▶ **Data supplied**
○ ○ ○ ○

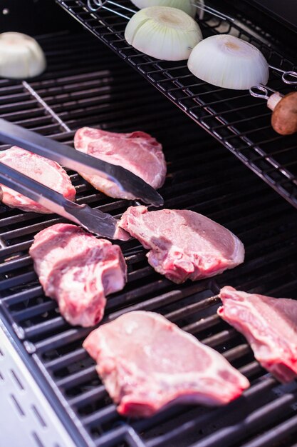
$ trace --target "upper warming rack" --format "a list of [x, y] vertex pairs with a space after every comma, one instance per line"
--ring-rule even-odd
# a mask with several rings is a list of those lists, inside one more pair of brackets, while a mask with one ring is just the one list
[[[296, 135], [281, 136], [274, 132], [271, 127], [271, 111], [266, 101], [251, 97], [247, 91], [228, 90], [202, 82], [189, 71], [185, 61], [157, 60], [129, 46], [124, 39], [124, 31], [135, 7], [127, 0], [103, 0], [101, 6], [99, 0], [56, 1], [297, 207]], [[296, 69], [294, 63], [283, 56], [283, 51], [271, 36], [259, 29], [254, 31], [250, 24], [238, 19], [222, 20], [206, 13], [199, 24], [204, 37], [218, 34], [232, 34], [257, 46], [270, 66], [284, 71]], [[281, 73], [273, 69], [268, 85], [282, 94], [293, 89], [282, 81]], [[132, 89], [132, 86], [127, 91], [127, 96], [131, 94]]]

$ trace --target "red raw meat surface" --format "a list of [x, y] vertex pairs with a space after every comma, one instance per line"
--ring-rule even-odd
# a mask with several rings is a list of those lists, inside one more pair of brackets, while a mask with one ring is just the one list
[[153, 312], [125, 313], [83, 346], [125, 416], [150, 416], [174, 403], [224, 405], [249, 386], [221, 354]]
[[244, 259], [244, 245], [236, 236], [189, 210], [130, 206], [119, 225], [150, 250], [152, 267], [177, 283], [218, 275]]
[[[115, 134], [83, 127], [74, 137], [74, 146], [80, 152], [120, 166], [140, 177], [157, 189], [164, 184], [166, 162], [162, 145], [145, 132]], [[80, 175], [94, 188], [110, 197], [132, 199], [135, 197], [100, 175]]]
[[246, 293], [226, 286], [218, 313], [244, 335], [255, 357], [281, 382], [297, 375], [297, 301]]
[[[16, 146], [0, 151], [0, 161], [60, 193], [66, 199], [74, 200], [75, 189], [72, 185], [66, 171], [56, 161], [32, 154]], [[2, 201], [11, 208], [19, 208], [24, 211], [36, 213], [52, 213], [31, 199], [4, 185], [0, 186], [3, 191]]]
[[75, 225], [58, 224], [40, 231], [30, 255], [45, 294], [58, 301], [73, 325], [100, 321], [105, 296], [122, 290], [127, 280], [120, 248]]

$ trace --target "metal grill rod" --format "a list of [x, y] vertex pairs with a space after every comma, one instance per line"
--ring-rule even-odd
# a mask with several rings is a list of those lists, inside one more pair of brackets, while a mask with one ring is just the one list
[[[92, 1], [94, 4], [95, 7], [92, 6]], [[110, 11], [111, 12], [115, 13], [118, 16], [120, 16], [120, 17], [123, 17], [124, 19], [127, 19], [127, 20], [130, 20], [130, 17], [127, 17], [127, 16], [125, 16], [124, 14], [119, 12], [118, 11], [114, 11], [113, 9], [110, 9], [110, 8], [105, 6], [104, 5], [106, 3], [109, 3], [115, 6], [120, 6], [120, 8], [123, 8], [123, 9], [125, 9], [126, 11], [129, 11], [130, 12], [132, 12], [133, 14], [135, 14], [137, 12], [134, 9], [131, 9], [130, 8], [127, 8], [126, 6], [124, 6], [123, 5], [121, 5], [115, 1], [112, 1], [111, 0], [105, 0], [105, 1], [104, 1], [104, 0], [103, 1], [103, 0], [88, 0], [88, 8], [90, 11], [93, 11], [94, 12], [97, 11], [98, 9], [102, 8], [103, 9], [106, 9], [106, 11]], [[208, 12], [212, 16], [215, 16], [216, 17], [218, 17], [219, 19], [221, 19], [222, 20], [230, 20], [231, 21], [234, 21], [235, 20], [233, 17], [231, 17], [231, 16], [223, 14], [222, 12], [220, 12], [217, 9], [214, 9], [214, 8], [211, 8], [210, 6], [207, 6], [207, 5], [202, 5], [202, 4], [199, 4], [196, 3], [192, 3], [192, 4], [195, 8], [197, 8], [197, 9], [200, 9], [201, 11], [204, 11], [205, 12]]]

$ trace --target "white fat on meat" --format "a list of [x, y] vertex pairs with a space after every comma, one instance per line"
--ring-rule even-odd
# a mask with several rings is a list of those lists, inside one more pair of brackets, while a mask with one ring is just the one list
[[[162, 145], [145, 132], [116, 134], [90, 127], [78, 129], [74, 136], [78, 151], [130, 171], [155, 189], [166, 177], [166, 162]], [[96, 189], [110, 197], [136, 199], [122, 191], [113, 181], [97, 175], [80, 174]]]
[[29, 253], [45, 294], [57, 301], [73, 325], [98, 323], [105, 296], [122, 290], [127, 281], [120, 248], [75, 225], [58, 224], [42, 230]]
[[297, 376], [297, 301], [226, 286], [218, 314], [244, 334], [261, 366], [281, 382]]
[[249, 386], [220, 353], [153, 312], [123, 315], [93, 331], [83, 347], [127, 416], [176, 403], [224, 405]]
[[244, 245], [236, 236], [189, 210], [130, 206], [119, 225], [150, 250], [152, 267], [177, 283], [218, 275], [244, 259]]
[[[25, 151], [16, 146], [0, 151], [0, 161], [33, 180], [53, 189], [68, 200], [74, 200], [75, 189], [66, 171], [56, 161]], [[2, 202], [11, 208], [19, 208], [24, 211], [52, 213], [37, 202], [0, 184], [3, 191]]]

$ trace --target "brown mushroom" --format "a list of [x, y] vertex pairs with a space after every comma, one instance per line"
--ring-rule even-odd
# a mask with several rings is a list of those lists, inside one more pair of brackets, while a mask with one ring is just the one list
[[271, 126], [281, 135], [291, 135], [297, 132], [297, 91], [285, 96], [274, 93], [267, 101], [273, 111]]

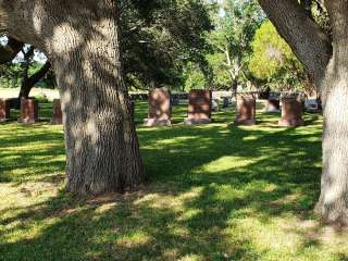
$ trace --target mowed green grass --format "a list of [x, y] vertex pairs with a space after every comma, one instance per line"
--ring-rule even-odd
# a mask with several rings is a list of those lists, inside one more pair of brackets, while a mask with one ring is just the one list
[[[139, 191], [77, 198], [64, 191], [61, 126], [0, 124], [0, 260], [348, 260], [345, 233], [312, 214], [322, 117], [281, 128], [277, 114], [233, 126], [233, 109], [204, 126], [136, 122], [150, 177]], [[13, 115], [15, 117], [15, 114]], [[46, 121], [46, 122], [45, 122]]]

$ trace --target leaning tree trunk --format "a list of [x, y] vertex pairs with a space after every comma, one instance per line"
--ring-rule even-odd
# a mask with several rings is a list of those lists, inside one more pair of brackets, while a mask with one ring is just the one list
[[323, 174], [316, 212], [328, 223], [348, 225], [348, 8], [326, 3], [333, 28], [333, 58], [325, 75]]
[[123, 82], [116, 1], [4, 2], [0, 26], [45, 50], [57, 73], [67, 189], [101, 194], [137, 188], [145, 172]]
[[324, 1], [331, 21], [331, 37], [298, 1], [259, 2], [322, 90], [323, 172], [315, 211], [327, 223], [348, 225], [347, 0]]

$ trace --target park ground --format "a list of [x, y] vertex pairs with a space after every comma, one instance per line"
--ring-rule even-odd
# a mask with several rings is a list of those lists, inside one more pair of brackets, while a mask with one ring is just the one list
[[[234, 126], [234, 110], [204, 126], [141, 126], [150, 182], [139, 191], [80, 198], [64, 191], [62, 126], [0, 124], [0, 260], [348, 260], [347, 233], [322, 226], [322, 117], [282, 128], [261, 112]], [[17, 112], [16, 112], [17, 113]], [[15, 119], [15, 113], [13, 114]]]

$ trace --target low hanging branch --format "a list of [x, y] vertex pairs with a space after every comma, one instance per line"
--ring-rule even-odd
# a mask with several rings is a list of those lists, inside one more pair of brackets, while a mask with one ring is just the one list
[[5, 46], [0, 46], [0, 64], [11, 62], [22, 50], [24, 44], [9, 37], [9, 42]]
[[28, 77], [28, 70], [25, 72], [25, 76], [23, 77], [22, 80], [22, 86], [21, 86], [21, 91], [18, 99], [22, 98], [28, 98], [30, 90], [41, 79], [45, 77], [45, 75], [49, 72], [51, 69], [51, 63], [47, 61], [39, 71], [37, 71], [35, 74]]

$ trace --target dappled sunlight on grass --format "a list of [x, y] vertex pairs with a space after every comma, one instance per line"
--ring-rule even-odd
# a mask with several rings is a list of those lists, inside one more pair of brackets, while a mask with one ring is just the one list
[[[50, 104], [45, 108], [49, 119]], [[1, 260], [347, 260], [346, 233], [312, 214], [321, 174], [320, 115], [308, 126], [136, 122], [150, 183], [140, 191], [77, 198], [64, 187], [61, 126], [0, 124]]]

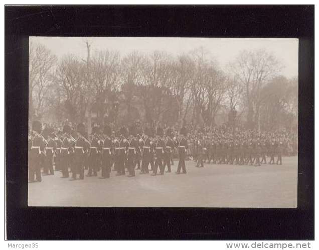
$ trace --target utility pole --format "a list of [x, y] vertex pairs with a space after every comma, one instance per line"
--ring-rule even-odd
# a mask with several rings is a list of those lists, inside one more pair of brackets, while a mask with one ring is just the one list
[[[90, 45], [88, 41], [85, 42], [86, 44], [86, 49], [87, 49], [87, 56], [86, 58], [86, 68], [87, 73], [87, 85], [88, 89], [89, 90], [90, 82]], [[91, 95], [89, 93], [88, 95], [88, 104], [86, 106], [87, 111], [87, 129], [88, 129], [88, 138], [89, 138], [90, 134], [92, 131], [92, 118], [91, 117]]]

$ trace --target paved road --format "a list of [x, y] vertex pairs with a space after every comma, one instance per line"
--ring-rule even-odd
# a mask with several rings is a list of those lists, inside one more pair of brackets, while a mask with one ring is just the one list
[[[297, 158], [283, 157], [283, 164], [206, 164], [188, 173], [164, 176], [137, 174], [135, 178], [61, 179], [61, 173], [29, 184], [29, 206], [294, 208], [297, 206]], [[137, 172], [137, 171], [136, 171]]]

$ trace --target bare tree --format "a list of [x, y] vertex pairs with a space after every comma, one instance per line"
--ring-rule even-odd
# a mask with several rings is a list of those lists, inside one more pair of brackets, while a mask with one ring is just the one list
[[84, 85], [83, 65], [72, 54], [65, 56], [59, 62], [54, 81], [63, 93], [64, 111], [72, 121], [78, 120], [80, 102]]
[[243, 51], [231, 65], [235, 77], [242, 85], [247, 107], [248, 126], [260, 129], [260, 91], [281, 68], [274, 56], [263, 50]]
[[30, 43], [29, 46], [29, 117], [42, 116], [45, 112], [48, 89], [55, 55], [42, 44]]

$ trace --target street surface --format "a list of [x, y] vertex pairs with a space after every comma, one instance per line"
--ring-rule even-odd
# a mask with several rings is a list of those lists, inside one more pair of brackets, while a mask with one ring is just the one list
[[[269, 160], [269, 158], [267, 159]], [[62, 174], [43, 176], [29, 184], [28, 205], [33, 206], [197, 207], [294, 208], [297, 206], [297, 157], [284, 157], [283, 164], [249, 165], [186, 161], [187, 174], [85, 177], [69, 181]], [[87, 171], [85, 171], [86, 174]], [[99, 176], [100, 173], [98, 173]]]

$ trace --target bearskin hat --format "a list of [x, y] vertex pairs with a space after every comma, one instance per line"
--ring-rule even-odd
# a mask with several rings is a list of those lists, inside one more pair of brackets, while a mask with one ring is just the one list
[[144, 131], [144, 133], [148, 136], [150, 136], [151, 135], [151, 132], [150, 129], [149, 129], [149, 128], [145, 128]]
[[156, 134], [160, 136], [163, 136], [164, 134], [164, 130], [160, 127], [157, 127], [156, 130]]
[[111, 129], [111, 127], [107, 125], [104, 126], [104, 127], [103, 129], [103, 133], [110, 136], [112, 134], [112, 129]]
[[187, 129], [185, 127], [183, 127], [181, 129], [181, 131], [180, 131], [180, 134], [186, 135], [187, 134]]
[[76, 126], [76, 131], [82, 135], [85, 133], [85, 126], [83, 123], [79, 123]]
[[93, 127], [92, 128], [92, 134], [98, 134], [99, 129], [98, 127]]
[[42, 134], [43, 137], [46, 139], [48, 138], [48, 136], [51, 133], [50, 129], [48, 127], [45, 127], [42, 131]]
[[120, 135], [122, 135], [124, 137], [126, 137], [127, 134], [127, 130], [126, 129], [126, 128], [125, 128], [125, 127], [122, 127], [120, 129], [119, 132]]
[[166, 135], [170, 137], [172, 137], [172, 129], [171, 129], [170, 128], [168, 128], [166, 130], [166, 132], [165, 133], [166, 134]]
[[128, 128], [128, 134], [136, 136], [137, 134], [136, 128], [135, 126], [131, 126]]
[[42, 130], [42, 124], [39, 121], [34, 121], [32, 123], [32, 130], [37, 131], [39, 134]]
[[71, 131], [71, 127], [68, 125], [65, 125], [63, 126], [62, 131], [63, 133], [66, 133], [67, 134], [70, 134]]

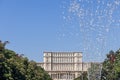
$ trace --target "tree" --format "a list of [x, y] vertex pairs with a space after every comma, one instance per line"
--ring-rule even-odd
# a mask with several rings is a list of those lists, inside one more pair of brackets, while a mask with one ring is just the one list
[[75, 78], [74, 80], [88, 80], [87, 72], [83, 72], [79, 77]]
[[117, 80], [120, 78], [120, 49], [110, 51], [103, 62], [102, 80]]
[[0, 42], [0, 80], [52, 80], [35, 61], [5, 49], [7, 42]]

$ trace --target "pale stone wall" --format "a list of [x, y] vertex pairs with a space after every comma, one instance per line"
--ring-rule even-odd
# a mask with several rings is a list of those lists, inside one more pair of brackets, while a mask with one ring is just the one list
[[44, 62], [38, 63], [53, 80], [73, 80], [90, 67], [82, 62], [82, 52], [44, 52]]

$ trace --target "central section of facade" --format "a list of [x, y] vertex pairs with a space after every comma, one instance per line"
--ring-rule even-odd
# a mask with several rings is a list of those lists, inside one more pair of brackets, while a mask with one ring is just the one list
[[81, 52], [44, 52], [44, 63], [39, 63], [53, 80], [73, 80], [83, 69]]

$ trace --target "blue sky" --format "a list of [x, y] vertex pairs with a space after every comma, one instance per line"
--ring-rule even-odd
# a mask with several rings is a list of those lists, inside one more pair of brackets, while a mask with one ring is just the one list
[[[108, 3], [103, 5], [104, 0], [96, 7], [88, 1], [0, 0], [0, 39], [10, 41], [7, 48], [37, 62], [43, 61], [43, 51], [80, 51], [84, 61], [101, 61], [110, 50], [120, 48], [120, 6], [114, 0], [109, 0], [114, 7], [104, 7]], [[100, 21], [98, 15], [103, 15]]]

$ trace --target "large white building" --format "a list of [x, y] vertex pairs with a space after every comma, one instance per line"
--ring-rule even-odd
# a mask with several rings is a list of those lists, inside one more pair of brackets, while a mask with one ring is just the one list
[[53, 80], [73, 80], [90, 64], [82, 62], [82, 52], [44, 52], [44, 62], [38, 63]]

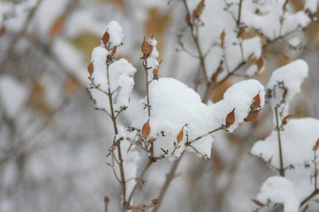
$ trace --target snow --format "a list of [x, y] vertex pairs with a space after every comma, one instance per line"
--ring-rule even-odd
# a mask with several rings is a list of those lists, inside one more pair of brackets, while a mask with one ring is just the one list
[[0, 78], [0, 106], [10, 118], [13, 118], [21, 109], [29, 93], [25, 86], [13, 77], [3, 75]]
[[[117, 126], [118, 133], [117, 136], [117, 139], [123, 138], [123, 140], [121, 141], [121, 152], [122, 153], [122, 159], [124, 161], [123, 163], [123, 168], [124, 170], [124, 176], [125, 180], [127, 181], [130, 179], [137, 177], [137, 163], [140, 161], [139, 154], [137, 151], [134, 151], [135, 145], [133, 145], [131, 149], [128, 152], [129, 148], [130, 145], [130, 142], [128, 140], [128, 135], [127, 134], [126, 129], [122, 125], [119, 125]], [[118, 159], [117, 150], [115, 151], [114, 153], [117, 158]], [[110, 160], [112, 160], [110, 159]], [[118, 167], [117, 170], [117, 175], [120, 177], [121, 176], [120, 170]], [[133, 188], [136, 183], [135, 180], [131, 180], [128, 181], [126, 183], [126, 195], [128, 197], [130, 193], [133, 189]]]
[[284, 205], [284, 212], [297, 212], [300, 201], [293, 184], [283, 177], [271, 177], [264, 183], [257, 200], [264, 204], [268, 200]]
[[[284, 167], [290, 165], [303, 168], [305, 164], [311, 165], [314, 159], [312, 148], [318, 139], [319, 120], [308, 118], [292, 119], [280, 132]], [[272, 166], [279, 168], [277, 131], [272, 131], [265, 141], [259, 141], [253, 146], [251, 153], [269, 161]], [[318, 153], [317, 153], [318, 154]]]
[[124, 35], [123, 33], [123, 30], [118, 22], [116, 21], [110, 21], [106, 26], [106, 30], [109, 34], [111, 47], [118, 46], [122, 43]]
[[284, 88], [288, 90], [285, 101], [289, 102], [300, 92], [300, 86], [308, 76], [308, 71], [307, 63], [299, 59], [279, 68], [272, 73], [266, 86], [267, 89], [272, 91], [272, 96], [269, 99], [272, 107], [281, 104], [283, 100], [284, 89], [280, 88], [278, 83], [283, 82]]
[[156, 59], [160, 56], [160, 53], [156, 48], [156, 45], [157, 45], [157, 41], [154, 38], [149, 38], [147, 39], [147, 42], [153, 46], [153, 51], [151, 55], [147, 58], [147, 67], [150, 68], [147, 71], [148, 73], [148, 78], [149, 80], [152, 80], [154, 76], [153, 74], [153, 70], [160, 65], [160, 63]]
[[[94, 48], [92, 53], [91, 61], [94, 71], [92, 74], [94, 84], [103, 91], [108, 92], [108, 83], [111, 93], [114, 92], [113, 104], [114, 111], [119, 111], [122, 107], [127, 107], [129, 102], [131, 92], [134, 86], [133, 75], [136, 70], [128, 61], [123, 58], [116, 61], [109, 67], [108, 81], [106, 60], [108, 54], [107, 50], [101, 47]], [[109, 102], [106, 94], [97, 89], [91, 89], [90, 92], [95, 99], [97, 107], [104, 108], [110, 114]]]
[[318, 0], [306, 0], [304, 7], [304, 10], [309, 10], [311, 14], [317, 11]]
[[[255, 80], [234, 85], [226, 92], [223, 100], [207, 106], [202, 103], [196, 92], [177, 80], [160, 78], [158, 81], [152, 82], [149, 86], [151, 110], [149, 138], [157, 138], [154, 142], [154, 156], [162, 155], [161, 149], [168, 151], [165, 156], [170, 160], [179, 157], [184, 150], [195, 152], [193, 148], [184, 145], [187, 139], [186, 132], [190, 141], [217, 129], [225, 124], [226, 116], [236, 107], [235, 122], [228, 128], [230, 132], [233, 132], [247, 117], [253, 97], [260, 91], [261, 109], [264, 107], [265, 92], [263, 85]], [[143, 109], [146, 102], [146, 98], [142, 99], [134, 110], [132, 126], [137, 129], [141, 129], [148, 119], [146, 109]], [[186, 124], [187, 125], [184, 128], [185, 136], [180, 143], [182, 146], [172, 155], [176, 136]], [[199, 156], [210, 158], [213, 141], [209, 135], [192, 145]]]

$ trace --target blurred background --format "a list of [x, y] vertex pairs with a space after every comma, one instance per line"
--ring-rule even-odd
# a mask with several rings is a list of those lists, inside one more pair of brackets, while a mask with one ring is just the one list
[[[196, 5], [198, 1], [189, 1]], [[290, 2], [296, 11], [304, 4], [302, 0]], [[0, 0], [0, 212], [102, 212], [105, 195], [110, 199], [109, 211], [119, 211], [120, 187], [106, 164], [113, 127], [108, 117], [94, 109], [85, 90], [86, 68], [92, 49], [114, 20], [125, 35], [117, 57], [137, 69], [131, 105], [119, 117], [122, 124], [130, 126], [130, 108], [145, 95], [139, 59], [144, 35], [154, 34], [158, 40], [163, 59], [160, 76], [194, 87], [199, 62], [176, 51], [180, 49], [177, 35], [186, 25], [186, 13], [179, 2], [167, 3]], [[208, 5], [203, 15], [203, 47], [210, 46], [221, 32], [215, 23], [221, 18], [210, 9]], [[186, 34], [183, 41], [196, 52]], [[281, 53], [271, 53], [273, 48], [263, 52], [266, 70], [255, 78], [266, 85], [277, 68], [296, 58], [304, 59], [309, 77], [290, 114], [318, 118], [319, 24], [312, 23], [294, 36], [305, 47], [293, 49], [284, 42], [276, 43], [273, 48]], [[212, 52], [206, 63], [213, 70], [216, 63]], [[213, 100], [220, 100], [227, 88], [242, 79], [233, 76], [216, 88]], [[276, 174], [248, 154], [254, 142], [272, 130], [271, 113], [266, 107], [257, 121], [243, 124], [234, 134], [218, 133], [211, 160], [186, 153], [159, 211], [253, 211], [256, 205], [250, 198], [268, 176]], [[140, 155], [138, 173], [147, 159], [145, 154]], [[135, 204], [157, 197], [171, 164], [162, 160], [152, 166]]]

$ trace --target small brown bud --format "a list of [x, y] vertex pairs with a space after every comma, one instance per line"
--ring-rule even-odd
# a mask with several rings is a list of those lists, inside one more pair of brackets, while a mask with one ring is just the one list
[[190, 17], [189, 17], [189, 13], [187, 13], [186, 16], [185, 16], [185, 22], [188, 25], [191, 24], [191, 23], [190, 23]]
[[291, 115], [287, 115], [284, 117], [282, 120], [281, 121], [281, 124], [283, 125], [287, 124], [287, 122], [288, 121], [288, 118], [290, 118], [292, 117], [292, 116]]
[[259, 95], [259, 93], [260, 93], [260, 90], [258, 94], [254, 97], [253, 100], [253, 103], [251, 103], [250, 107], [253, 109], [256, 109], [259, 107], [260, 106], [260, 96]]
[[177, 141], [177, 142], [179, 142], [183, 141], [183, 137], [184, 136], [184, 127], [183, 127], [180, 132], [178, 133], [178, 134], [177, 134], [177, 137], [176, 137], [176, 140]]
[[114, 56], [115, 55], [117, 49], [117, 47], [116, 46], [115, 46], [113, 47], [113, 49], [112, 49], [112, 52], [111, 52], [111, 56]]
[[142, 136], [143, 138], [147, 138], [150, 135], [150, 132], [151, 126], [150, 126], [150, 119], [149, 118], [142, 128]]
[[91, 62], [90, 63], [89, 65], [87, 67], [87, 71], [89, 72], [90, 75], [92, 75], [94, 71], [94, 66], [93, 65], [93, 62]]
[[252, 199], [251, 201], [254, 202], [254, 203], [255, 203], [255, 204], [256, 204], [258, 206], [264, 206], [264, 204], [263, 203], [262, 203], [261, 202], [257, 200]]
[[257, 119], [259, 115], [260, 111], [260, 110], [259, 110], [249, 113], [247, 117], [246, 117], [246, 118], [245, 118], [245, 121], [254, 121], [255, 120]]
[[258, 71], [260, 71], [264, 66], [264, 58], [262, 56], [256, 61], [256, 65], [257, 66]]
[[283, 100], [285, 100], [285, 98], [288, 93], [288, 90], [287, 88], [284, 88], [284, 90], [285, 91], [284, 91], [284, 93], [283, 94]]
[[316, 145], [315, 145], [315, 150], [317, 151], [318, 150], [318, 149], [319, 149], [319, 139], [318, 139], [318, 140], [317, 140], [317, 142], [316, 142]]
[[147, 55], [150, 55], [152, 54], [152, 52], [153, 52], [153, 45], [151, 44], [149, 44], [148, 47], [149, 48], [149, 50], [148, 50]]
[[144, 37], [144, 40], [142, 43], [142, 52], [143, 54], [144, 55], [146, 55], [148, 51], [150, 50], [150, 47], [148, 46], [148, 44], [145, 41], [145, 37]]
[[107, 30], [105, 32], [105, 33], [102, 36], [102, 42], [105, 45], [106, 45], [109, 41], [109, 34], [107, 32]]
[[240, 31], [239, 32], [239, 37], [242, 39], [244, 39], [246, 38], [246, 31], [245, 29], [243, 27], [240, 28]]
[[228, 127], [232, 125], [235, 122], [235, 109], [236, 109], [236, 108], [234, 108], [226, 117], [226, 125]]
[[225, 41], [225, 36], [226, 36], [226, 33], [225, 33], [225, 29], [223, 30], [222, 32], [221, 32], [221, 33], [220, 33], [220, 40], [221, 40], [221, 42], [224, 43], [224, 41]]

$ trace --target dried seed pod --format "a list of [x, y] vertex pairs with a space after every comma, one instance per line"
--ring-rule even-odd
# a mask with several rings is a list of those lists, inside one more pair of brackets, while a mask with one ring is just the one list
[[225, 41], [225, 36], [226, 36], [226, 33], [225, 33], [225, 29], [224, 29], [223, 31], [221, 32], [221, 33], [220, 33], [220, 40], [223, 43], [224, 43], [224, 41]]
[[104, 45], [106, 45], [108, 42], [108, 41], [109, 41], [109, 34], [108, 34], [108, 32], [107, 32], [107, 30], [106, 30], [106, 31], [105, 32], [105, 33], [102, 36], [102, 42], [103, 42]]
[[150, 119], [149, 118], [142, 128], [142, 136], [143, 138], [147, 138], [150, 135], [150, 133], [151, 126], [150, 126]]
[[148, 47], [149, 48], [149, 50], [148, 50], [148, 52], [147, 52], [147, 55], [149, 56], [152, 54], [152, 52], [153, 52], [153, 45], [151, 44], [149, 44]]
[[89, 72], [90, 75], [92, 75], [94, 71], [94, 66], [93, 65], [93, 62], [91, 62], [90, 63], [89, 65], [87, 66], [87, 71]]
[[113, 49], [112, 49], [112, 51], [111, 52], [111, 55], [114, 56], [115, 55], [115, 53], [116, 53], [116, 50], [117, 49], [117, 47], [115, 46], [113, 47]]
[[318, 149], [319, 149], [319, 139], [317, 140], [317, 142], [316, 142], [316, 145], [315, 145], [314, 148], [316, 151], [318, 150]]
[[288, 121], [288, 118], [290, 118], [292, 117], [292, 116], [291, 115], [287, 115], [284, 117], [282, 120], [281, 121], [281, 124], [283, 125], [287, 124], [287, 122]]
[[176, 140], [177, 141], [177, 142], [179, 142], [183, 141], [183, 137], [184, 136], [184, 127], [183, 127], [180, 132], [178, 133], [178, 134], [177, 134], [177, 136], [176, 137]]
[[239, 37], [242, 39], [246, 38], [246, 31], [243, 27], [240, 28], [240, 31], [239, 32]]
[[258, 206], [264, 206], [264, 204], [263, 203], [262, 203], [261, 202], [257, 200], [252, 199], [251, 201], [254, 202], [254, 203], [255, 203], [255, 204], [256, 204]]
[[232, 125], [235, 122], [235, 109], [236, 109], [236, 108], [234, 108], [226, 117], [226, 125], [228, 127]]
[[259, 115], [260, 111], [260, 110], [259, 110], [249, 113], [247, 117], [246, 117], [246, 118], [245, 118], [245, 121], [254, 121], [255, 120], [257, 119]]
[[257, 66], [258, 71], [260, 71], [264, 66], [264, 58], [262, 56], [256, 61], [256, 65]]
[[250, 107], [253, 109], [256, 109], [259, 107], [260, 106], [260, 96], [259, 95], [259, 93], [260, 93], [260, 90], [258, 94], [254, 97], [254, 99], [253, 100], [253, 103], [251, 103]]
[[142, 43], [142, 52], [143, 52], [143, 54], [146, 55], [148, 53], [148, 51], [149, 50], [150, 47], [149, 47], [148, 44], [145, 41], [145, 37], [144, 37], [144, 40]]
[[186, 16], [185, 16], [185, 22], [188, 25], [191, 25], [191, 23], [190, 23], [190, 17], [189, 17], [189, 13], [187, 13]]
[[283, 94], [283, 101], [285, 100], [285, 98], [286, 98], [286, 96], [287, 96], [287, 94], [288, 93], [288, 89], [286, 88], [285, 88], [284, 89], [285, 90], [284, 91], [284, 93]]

○ ○ ○ ○

▶ **Stated problem**
Find every line in the data that contains the string "surface", matching case exactly, and reproduce each such line in full.

▶ **Result**
$ trace --target "red raw meat surface" --format "a list of [x, y] vertex pairs with a space after every comma, one instance per line"
$ trace --target street surface --format "a list of [x, y] vertex pairs with a space after every comma, one instance per line"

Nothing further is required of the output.